THE REQUEST:
What is needed is an exact repeat of the lines from the line containing "shown in [652,232]." through the final line of the entries below, and nothing else.

----

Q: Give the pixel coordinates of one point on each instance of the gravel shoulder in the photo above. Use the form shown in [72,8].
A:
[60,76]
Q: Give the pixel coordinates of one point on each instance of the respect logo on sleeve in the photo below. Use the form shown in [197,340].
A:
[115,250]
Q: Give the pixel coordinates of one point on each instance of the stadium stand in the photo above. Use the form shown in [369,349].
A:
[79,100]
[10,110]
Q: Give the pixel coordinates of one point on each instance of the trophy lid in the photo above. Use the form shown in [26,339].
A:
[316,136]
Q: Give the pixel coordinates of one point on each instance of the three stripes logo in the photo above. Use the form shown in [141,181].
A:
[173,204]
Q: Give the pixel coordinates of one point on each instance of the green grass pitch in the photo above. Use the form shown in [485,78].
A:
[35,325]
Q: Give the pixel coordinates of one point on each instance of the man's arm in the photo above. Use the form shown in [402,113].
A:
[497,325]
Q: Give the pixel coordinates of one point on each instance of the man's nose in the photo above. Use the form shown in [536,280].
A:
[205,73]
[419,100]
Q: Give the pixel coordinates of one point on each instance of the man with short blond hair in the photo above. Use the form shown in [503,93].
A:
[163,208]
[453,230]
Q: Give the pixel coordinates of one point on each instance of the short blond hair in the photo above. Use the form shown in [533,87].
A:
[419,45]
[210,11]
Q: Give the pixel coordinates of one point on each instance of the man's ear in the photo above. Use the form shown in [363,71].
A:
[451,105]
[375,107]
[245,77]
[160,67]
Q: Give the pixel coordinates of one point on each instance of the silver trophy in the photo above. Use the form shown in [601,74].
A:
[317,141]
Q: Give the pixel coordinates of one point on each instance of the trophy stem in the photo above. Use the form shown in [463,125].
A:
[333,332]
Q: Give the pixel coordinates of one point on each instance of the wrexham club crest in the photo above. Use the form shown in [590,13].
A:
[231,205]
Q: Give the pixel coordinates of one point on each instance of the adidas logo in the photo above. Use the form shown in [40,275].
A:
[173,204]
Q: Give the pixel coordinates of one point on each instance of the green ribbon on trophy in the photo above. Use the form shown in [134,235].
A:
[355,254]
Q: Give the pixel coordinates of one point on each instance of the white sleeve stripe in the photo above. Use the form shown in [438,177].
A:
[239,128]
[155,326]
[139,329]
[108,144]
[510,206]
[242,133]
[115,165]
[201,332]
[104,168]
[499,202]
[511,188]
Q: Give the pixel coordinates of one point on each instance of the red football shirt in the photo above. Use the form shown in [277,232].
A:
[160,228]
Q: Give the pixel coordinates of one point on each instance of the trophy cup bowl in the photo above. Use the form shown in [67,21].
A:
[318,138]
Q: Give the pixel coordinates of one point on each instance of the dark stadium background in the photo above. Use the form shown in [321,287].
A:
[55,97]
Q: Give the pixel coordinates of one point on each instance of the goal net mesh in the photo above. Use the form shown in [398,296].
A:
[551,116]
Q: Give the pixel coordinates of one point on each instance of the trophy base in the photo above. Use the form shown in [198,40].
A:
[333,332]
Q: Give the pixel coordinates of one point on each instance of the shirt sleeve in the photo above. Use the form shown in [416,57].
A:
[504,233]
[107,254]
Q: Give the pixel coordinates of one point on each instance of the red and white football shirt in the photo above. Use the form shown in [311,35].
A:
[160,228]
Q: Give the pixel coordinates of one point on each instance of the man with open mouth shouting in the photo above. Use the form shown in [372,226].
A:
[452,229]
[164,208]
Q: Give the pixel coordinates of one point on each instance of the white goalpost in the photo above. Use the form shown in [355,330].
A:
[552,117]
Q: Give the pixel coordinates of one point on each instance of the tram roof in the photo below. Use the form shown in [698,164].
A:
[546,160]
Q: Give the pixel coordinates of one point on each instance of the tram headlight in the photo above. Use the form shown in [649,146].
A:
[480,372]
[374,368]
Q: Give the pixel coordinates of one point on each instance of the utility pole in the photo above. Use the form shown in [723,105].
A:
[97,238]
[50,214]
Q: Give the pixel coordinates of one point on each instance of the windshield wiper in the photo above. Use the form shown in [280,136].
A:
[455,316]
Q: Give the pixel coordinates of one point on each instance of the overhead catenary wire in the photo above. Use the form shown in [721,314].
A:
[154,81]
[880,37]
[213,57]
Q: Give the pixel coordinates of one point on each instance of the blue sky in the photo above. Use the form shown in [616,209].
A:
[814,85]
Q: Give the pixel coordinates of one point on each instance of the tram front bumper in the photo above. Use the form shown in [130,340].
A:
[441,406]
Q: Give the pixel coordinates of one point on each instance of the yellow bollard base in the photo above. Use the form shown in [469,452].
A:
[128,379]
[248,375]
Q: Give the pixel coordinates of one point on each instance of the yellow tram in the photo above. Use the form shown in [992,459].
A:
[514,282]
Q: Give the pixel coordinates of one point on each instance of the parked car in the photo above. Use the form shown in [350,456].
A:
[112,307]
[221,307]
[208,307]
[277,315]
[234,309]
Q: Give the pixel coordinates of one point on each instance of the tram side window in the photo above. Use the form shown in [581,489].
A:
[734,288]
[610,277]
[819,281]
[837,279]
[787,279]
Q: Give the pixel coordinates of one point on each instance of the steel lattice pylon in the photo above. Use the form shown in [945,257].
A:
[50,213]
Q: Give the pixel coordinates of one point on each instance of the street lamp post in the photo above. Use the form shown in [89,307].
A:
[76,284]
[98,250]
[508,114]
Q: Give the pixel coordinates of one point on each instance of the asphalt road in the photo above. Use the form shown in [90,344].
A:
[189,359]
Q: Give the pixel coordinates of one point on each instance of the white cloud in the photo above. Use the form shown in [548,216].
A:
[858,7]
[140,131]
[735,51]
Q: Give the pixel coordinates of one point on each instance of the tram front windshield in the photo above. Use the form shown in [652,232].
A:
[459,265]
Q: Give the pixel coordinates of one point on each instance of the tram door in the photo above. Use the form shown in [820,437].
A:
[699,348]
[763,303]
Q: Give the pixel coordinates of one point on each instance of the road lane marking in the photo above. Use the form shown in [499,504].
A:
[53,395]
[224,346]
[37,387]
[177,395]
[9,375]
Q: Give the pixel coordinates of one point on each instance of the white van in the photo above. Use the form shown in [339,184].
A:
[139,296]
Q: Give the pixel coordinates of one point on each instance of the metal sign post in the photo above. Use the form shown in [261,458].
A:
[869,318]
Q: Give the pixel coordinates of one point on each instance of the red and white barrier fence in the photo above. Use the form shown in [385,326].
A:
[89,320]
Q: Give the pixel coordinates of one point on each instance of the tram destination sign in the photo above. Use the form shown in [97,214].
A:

----

ANSWER FOR THIS EXERCISE:
Q: Give the pixel coordinates of one point on each instance of the tram front windshield in the photo above. Use the form shown in [652,232].
A:
[459,265]
Q: Give the pixel coordinates of one point on each instance of the tram door in the photo above. Use the form shown in [820,437].
A:
[699,348]
[763,303]
Q: Give the pixel coordinates of one point on each instance of the road lane marking in the photo above. Use the form shown in [499,504].
A:
[53,395]
[224,346]
[37,387]
[177,395]
[9,375]
Q: Give the pixel coordinates of one point on each instance of the white van in the photo above. Use the form shown in [339,184].
A:
[139,296]
Q: Give the pixel coordinates of one point on each instance of the metal sign post in the photo above. Use the form shown in [261,458].
A:
[869,318]
Q: Give the pixel coordinates of one point on each instance of the red and white barrier fence in the photo above. Use the form shown in [385,326].
A:
[89,320]
Q: Give the pixel coordinates of one point on each instance of the tram destination sign in the photo above. Use the form shown in [97,214].
A:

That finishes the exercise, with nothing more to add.